◆ **DATA FOR THIS TASK**:
________________________
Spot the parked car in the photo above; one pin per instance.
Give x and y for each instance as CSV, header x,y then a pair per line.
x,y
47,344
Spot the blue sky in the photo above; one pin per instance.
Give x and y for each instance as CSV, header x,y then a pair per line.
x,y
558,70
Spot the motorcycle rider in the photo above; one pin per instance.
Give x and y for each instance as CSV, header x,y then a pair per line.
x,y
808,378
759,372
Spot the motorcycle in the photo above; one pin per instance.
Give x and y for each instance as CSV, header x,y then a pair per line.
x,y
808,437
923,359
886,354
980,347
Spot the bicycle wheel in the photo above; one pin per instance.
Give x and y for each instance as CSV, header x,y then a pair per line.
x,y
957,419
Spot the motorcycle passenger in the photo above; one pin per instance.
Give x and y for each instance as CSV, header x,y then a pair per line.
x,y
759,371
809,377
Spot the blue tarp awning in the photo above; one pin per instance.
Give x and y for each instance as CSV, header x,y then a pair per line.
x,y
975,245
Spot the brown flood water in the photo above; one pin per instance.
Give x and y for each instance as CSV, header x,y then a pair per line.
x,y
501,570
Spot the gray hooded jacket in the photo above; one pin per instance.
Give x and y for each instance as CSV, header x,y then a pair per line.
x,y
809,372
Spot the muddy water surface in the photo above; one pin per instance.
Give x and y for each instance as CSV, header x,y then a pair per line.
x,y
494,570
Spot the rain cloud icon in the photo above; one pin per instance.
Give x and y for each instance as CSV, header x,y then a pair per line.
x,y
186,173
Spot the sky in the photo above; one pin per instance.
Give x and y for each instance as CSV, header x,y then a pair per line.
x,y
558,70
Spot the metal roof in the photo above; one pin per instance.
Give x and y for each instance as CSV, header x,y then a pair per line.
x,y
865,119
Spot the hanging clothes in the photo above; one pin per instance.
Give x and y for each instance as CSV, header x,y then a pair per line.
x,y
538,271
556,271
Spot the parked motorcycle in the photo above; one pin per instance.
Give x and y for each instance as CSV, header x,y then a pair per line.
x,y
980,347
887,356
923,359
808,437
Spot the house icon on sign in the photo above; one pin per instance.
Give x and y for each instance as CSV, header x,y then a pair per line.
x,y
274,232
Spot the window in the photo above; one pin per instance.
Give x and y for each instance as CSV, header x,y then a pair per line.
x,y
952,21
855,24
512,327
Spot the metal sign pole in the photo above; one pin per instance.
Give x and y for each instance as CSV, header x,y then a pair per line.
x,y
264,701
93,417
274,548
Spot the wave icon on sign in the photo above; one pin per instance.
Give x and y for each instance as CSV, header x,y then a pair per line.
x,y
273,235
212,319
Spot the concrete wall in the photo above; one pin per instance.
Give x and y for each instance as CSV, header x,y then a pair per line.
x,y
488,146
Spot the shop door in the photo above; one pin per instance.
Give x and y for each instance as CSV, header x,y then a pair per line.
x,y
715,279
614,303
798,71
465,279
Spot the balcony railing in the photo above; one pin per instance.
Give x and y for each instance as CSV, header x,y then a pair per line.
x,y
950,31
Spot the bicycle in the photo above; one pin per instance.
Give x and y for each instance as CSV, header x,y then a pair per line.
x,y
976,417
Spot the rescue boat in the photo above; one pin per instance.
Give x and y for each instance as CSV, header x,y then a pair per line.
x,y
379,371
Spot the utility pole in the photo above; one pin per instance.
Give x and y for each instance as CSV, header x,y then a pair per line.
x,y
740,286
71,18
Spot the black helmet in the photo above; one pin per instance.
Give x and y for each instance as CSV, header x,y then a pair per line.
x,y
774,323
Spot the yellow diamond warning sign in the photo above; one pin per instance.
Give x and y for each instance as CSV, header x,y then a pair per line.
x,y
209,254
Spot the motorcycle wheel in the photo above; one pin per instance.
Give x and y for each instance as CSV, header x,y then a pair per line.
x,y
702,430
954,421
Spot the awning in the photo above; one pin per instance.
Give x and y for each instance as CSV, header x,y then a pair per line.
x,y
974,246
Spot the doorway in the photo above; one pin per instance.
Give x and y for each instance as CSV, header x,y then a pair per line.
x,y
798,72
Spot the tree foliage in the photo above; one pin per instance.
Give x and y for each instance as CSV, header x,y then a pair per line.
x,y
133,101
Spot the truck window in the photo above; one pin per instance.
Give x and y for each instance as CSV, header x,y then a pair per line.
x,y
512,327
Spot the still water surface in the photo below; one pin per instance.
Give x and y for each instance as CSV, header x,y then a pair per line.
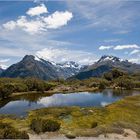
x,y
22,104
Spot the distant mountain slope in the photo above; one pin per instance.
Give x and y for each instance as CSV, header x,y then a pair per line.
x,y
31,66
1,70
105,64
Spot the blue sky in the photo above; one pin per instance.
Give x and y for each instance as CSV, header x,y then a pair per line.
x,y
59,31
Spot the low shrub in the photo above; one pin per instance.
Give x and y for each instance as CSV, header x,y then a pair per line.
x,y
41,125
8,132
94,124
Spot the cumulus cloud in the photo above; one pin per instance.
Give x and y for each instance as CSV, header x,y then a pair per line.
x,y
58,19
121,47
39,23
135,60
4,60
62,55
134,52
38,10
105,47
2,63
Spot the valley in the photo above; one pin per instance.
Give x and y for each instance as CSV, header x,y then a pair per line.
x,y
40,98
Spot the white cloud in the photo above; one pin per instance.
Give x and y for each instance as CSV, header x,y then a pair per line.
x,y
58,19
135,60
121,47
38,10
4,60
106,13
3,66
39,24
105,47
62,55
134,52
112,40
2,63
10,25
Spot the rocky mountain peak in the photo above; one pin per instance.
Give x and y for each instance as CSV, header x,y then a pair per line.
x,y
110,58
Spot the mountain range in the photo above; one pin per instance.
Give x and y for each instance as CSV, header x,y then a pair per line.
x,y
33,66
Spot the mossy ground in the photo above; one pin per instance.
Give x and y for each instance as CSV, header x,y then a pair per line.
________________________
◆ **WHAT YOU SHOULD DO**:
Reproduce only the lines from the line containing "Spot the valley" to the last line of the material above, both of those lines included.

◆ **RESPONSE TO THE TASK**:
Spot the valley in the photo above; one pin per instance.
Give x and y for each instance as CSV, header x,y then a pair per line.
x,y
40,98
Spot the white cloud in the photo above; one pin per instance.
Give x and y for each instance as CSV, header x,y then a pair per line.
x,y
58,19
135,60
121,47
38,10
4,60
106,13
3,66
39,24
105,47
62,55
134,52
112,40
2,63
10,25
Spot the rocky mountain peak in the photo above; one pin per instance.
Give x and y for each instance as CSV, header x,y then a pair per line.
x,y
110,58
Spot the mountain range in the photo above; one pin per instance.
Give x and y for each instance as CSV, header x,y then a pair per line.
x,y
33,66
Spot the mossy ground in the photo above; one pin per instance.
Give x and y for each instance as CSV, header x,y then a pair per line.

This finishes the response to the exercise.